### Text excerpt
────
After a pause, Operation Ring resumed on January 18. Returning from a few days of rest and replenishment, the 422nd turned its attentions once again to the 297th Infantry on January 22, advancing with the 15th Guards and the 38th Rifle Division north and south of the railroad from Kalach-na-Donu, taking Alekseevka Station and Voroponovo Station by evening and sending the remnants of the German division reeling back towards Verkhnaia Elshanka. On the following day, the three rifle divisions continued advancing eastwards as much as six kilometres into southern Stalingrad against fading German resistance. On January 25, the 422nd helped to retake Stalingrad Railroad Station No. 2, then wheeled north to cut off the withdrawing remnants of German IV Corps, prompting the commander of the 297th Infantry, with most of his few remaining troops, to surrender to the 38th Rifle Division by nightfall.

There was a further brief pause in the operation, then fighting resumed, now in the ruins of downtown Stalingrad. On January 29 the 422nd and its two companion divisions, joined by 143rd Rifle Brigade, advanced up to 800 metres on converging axes and reached positions from Salskaia Street east to the vicinity of Stalingrad Railroad Station No. 1. Shortly after dawn, the commander of the 376th Infantry Division, General Edler von Daniels, sent a representative to Colonel Morozov, offering the unconditional surrender of his remaining 3,000 men. In addition to von Daniels, the division also captured the chief of Sixth Army's medical services, and a total of 16 colonels. Following this, the division resumed its advance towards the city's center. On the same day, the headquarters and supporting elements of 57th Army were withdrawn from Don Front for redeployment elsewhere, and the 422nd was assigned back to 64th Army. On January 30 this army's forces reached the heart of the city's downtown and set the stage for the surrender of Field Marshal Paulus and the staff of Sixth Army. En route, the division liberated Hospital No. 2, the regional Communist Party headquarters, where 300 Soviet prisoners of war were freed, and finally Railroad Station No. 1. Paulus surrendered to the 38th Motor Rifle Brigade the following day, and on February 1 the 422nd began assisting in liquidating small parties and individual German hold-outs, a task which continued for about two weeks.
────
### Information shown

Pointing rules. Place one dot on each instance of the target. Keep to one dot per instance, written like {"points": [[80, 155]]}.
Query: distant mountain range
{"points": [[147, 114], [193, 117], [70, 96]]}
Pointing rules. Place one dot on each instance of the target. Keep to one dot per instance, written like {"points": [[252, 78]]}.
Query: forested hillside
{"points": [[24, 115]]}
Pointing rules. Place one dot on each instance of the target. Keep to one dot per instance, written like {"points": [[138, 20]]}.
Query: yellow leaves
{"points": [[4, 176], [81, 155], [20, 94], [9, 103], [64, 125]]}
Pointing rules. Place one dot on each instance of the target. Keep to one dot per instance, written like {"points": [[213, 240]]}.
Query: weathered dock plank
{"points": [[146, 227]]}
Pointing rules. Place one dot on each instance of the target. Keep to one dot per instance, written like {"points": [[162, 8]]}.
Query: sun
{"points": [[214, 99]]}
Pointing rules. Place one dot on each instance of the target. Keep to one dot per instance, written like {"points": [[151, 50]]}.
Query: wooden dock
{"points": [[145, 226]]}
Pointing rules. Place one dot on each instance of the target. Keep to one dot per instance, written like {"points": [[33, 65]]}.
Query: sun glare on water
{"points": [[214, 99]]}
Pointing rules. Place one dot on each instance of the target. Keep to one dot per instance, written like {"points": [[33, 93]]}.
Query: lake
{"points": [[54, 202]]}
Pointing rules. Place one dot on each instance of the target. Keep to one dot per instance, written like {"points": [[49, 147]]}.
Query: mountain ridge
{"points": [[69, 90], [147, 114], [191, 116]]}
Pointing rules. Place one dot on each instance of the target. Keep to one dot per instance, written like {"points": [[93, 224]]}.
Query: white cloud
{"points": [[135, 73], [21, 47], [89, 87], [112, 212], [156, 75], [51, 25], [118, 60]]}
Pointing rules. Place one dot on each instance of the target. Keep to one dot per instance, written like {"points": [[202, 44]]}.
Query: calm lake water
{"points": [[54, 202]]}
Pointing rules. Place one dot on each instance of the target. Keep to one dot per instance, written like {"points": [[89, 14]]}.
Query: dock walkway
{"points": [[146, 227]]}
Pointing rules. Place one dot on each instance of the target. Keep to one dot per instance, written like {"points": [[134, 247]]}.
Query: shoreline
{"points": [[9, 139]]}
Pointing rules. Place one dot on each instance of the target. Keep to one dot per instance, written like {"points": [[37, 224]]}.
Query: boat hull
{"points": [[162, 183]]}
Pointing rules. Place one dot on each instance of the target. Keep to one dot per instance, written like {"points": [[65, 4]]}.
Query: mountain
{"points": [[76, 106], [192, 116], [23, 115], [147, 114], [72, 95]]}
────
### Exercises
A – In the text about the 422nd's fighting in Stalingrad, how many men did General Edler von Daniels offer to surrender unconditionally?
B – Go on with the account of the 422nd at Stalingrad, starting after its last sentence.

### Results by task
A – His remaining 3,000 men.

B –
The 64th Army, along with the 62nd and 66th Armies, were retained in or near the city, as part of General Trufanov's operational group of forces on February 5. During the remainder of the month these armies and their troops were rebuilt and replenished for future operations. On February 27 the 64th Army was reassigned to the Stalingrad Group of Forces, and on the following day was dispatched to Voronezh Front. In recognition of their prowess both on the defense and on the attack, on March 1 the men and women of the division were raised to Guards status as the 81st Guards Rifle Division. On the same date, divisional commander Colonel Morozov was promoted to the rank of Major General. On April 16, 64th Army became the 7th Guards Army.